Material to process:

^^^^^^^^

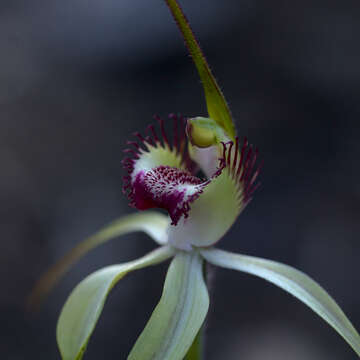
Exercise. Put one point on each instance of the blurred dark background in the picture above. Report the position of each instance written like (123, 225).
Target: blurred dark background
(78, 77)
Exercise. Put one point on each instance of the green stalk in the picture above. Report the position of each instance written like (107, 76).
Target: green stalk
(196, 350)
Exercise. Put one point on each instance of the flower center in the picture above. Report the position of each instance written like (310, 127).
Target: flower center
(168, 188)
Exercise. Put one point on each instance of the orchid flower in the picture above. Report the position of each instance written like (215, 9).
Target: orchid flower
(162, 173)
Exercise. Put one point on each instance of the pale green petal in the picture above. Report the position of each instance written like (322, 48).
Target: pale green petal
(211, 215)
(152, 223)
(83, 307)
(216, 104)
(296, 283)
(179, 315)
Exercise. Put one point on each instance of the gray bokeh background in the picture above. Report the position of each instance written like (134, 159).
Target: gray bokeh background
(78, 77)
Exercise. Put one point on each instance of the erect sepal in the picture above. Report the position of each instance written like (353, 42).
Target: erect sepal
(215, 101)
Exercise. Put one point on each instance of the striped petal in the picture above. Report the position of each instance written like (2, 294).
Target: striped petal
(222, 199)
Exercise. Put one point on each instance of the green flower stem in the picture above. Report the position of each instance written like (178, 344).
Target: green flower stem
(196, 350)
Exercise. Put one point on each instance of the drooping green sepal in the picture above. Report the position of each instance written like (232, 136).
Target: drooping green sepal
(216, 104)
(152, 223)
(84, 306)
(294, 282)
(179, 315)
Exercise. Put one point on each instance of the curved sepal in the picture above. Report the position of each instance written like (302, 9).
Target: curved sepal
(84, 306)
(296, 283)
(179, 315)
(152, 223)
(216, 104)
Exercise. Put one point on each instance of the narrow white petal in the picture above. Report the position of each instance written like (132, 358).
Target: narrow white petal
(179, 315)
(296, 283)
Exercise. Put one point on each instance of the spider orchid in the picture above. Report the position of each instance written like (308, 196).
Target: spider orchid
(162, 173)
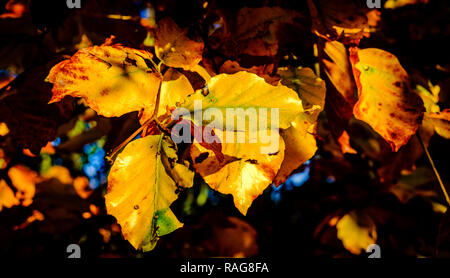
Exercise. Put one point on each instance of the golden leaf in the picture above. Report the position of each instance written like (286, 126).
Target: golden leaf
(142, 184)
(348, 21)
(299, 138)
(385, 101)
(174, 48)
(394, 4)
(24, 179)
(113, 80)
(356, 231)
(7, 197)
(246, 170)
(247, 90)
(4, 130)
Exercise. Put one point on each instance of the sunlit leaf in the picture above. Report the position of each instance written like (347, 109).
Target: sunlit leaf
(142, 184)
(385, 101)
(24, 179)
(341, 87)
(246, 90)
(174, 90)
(174, 48)
(7, 197)
(440, 121)
(113, 80)
(342, 19)
(299, 138)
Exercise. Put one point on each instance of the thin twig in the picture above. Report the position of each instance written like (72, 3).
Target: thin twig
(434, 169)
(111, 156)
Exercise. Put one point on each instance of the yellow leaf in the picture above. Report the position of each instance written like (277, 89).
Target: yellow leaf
(142, 184)
(24, 179)
(356, 232)
(7, 198)
(60, 173)
(299, 138)
(113, 80)
(385, 101)
(81, 185)
(3, 129)
(174, 48)
(246, 170)
(440, 122)
(174, 90)
(310, 88)
(394, 4)
(247, 90)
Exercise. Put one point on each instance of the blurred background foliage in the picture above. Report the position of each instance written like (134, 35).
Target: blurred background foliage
(52, 157)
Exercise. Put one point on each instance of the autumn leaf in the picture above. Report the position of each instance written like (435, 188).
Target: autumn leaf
(142, 184)
(434, 117)
(24, 180)
(440, 121)
(174, 48)
(341, 87)
(256, 31)
(3, 129)
(394, 4)
(299, 138)
(175, 88)
(385, 101)
(31, 121)
(7, 197)
(247, 169)
(243, 90)
(348, 21)
(356, 231)
(113, 80)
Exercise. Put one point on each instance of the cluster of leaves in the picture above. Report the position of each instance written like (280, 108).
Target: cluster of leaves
(363, 104)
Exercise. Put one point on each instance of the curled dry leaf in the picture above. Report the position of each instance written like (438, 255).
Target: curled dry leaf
(341, 87)
(142, 184)
(385, 100)
(256, 32)
(113, 80)
(299, 138)
(174, 48)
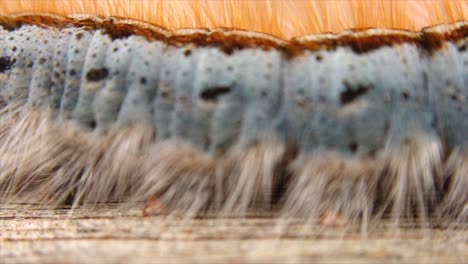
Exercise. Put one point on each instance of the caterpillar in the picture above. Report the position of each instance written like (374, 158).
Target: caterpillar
(361, 124)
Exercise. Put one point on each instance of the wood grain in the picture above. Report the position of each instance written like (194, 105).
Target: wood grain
(117, 233)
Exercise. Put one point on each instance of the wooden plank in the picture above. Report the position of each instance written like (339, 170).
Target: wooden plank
(117, 233)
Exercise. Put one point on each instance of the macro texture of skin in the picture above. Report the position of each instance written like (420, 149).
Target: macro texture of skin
(352, 126)
(357, 124)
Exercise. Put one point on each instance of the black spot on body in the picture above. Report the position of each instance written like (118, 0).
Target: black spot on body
(212, 94)
(5, 64)
(95, 75)
(462, 48)
(353, 146)
(351, 93)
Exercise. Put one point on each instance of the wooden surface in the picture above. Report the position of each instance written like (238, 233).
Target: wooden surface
(116, 233)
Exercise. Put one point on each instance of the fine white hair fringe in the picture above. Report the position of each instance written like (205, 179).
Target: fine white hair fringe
(49, 156)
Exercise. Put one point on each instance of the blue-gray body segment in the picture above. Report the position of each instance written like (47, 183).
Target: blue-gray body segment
(337, 99)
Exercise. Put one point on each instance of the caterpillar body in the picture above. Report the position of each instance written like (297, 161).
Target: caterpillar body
(361, 124)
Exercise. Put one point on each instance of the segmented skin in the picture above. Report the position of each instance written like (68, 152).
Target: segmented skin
(336, 99)
(392, 104)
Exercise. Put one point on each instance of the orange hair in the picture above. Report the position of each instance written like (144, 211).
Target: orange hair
(282, 18)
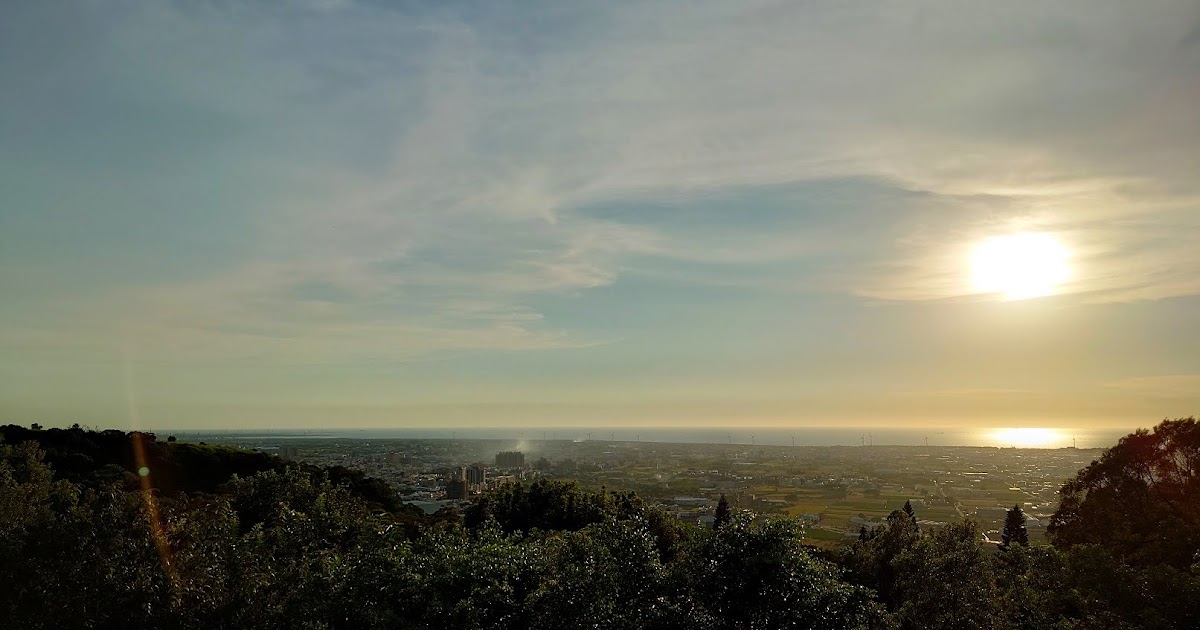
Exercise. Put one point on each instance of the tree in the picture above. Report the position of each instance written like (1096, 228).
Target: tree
(723, 515)
(1140, 499)
(1014, 528)
(946, 581)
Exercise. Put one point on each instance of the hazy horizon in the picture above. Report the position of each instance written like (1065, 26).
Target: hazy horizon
(441, 215)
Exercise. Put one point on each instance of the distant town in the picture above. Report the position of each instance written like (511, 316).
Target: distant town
(838, 491)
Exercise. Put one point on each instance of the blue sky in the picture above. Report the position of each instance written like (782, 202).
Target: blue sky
(670, 214)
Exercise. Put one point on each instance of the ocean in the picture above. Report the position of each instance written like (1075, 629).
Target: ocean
(999, 437)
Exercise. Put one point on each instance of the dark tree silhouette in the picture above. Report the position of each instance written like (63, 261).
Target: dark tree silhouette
(911, 513)
(1140, 499)
(1014, 528)
(723, 515)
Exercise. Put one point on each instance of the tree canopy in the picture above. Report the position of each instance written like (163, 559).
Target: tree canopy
(1140, 499)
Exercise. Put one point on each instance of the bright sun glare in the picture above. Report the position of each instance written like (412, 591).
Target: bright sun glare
(1019, 265)
(1027, 437)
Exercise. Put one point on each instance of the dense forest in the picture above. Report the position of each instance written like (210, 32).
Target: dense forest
(112, 529)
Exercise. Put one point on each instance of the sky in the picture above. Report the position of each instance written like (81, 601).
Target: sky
(702, 214)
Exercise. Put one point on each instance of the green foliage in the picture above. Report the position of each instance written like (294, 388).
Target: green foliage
(723, 515)
(964, 594)
(1140, 499)
(1014, 532)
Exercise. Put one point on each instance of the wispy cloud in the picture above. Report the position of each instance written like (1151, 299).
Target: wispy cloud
(415, 178)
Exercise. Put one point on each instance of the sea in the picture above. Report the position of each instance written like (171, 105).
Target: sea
(995, 437)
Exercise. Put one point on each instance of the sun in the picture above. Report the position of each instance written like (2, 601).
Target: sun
(1020, 265)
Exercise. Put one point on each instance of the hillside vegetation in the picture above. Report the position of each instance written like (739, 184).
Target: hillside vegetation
(223, 538)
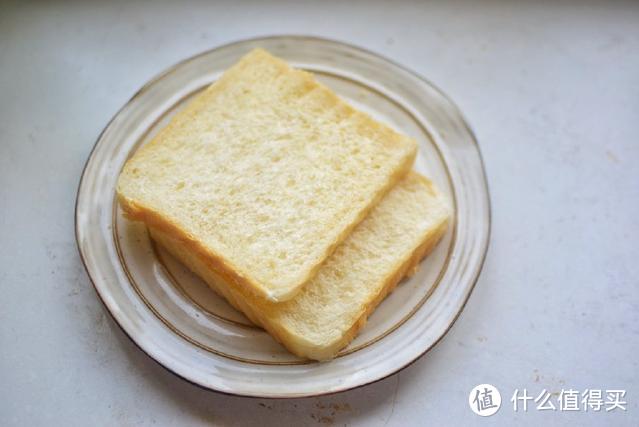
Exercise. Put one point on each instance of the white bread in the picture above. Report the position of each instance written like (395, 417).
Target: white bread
(330, 310)
(263, 175)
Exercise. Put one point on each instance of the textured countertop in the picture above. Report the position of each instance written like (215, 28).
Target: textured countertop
(552, 92)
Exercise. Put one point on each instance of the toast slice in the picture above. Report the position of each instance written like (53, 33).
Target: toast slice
(330, 310)
(264, 174)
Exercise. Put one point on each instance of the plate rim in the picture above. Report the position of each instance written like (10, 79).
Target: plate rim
(300, 37)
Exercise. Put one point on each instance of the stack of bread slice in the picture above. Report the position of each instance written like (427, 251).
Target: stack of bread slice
(298, 209)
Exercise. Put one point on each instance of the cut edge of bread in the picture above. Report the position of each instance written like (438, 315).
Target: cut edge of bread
(228, 270)
(294, 343)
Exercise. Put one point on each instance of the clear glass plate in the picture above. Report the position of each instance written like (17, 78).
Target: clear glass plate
(172, 315)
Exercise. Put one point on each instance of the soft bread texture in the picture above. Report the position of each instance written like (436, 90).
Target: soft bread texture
(333, 306)
(264, 174)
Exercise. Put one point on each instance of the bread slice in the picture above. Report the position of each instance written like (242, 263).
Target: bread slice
(330, 310)
(264, 174)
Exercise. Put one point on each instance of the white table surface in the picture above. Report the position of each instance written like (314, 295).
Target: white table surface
(552, 92)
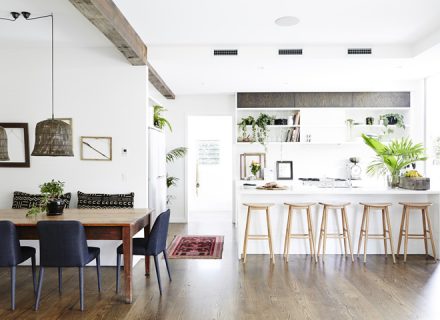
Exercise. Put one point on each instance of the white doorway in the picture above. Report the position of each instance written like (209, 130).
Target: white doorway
(209, 168)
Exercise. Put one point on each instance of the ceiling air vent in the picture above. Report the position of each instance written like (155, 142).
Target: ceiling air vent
(233, 52)
(360, 51)
(290, 52)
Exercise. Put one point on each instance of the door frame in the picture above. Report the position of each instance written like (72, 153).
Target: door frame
(187, 116)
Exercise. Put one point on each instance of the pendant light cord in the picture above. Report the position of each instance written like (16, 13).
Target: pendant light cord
(52, 55)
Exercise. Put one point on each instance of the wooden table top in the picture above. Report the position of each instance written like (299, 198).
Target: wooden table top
(88, 217)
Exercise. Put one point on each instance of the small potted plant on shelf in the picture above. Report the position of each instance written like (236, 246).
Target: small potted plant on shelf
(391, 119)
(248, 121)
(391, 159)
(158, 120)
(262, 122)
(255, 168)
(51, 201)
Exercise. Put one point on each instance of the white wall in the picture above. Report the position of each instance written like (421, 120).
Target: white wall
(308, 160)
(104, 95)
(432, 127)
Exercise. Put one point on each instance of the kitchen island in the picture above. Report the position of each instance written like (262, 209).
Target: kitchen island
(354, 195)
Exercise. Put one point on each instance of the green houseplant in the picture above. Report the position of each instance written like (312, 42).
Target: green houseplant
(248, 121)
(158, 120)
(51, 201)
(262, 122)
(172, 156)
(392, 119)
(391, 159)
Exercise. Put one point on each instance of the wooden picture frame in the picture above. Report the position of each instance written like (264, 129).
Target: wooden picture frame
(17, 143)
(284, 170)
(96, 148)
(246, 159)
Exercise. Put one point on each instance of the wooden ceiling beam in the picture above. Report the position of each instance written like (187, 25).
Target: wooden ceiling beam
(107, 17)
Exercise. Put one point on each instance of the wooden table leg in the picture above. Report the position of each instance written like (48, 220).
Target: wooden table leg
(128, 263)
(147, 258)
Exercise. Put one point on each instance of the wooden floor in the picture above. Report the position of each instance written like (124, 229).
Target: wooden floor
(225, 289)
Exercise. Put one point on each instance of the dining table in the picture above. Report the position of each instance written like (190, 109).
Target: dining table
(99, 224)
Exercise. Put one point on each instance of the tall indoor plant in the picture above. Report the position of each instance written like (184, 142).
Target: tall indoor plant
(392, 158)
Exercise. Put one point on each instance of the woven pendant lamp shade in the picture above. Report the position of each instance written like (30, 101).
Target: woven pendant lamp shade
(53, 138)
(3, 145)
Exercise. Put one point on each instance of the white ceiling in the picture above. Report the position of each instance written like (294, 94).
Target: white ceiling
(180, 35)
(251, 22)
(71, 28)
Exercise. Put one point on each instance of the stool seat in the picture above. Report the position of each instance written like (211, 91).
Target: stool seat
(335, 205)
(376, 204)
(416, 204)
(298, 205)
(259, 205)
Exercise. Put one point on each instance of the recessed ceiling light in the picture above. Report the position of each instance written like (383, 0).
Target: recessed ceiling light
(287, 21)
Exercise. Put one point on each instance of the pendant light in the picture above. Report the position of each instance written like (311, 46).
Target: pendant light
(3, 145)
(4, 156)
(53, 138)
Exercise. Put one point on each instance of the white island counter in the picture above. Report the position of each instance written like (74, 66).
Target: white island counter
(298, 193)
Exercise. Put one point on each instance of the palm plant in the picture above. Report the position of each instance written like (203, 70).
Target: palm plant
(175, 154)
(172, 156)
(394, 157)
(158, 120)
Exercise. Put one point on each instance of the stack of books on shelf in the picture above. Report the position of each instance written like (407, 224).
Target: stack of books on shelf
(293, 134)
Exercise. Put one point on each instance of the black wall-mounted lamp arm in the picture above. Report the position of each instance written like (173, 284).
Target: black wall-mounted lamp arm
(14, 15)
(27, 16)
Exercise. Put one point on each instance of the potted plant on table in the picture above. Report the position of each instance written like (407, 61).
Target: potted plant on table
(51, 201)
(391, 159)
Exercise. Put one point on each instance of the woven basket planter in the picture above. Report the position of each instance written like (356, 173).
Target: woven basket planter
(53, 138)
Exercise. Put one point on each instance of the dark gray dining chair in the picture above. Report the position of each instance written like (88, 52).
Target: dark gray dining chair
(153, 245)
(64, 244)
(12, 254)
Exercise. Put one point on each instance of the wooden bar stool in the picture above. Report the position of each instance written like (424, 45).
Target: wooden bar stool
(289, 235)
(427, 228)
(386, 227)
(258, 207)
(323, 235)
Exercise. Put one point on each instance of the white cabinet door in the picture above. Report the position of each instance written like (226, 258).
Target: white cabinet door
(157, 191)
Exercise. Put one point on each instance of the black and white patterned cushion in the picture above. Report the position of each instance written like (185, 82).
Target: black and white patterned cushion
(24, 200)
(102, 200)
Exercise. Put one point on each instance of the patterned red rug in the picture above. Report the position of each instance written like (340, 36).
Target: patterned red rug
(196, 247)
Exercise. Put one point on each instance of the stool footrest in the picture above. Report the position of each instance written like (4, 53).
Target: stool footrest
(377, 237)
(299, 236)
(258, 237)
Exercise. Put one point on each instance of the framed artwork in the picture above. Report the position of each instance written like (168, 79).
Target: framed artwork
(96, 148)
(246, 160)
(18, 145)
(284, 170)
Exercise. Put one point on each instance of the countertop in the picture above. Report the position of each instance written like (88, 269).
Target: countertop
(304, 190)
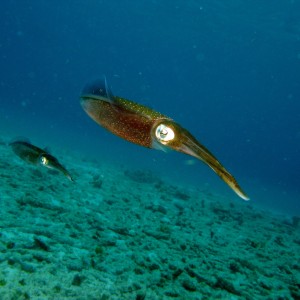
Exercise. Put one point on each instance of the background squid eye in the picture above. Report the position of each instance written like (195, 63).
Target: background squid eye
(164, 133)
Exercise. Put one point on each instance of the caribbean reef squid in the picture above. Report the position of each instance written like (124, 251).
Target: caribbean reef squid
(141, 125)
(37, 156)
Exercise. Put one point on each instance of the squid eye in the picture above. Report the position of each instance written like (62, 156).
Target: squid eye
(44, 160)
(164, 133)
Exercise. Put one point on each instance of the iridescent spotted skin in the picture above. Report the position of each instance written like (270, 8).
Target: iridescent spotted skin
(143, 126)
(37, 156)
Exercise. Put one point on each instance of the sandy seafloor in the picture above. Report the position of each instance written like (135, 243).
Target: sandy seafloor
(118, 233)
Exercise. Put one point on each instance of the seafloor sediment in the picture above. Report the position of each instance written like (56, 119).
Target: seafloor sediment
(118, 233)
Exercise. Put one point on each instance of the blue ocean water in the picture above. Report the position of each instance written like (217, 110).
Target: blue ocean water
(228, 71)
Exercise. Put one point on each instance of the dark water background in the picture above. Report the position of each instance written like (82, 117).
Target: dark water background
(229, 71)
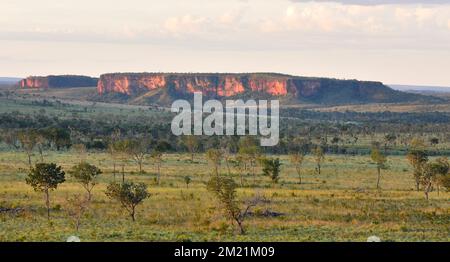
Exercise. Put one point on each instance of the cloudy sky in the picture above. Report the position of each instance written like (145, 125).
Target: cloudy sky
(397, 42)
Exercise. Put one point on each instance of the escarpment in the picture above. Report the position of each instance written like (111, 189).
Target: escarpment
(58, 81)
(220, 85)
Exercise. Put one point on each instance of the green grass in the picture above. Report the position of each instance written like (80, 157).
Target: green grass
(341, 204)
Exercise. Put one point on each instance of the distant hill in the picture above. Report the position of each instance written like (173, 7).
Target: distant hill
(58, 81)
(436, 91)
(164, 88)
(431, 89)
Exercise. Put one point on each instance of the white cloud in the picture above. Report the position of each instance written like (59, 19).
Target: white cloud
(184, 24)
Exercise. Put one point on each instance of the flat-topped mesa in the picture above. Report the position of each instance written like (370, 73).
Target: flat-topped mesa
(221, 85)
(58, 81)
(317, 90)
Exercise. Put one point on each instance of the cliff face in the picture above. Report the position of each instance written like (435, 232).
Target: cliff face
(34, 82)
(316, 90)
(218, 85)
(63, 81)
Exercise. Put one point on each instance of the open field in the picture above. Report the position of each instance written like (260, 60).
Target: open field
(341, 204)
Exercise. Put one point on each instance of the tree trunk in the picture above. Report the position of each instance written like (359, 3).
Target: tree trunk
(379, 178)
(133, 217)
(47, 203)
(114, 171)
(123, 173)
(41, 153)
(29, 160)
(159, 173)
(241, 227)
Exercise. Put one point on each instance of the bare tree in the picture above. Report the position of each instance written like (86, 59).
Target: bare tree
(297, 160)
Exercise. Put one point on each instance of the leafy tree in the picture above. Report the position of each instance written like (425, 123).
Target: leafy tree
(389, 139)
(28, 141)
(187, 180)
(271, 168)
(319, 156)
(440, 169)
(192, 144)
(224, 189)
(121, 151)
(11, 139)
(59, 136)
(129, 195)
(45, 178)
(157, 157)
(86, 175)
(417, 157)
(380, 160)
(80, 150)
(214, 157)
(138, 150)
(76, 208)
(250, 152)
(297, 159)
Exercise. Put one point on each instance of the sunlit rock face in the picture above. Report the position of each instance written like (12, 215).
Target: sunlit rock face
(34, 82)
(220, 85)
(61, 81)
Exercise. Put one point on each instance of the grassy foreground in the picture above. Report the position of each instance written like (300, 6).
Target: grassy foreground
(341, 204)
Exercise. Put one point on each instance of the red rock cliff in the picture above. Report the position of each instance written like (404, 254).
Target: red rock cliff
(58, 81)
(222, 85)
(34, 82)
(310, 89)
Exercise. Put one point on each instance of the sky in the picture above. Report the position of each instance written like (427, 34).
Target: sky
(396, 42)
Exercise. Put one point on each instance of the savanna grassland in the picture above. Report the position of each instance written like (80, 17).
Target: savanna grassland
(339, 204)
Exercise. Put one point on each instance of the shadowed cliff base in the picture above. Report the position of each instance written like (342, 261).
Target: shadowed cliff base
(164, 88)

^^^^^^^^

Requirement:
Update the stretch from the line containing "Exercise. Put one point on each instance of the tree in" through the line containing "(1014, 532)" by changing "dense forest" to "thick forest" and leaving every other part unchanged. Return only those lines.

Response to the task:
Exercise. Put one point on each instance of the tree in the picture above. Report the position of each instance written like (1096, 228).
Target: tree
(723, 515)
(1140, 499)
(1014, 528)
(946, 581)
Exercise. Put one point on each instance of the hazy horizon in the picture above. Report the position of each instance written like (1065, 26).
Target: hazy horizon
(441, 215)
Exercise. Put one point on each instance of the distant town in the picture above. Report the position of each instance written like (511, 316).
Target: distant town
(838, 491)
Exercise. Put one point on each instance of the blue sky in the picture above. Report the position of each instance written like (782, 202).
Target: blue sky
(670, 214)
Exercise. Put one point on each instance of the ocean in the picture above. Report the position of each instance written like (1075, 629).
Target: ocean
(999, 437)
Exercise. Put one point on each instance of the dark tree silhouette in the picture above. Report the position of each instance written like (63, 261).
Target: dark tree silhouette
(911, 513)
(1140, 499)
(1014, 528)
(723, 515)
Exercise. Put one point on each instance of the tree canopy in the picture above. Report the position of each instance written like (163, 559).
Target: tree canopy
(1140, 499)
Exercise. Put one point on each instance of the bright sun glare in the picture above. Report the position of each instance written like (412, 591).
Target: bright sun glare
(1019, 265)
(1027, 437)
Exercise. Put one point on each instance of the thick forest in the picture above. Report the position of each instance written like (210, 32).
Target: thick forest
(112, 529)
Exercise. Put one point on each instance of the sky in the picture above. Report the position of each instance written like (81, 601).
Target: sky
(702, 214)
Exercise. Put one point on each instance of the green foliage in the picture above. Report the position of each instance written like (294, 388).
Target: green foliage
(723, 515)
(964, 594)
(1140, 499)
(1014, 532)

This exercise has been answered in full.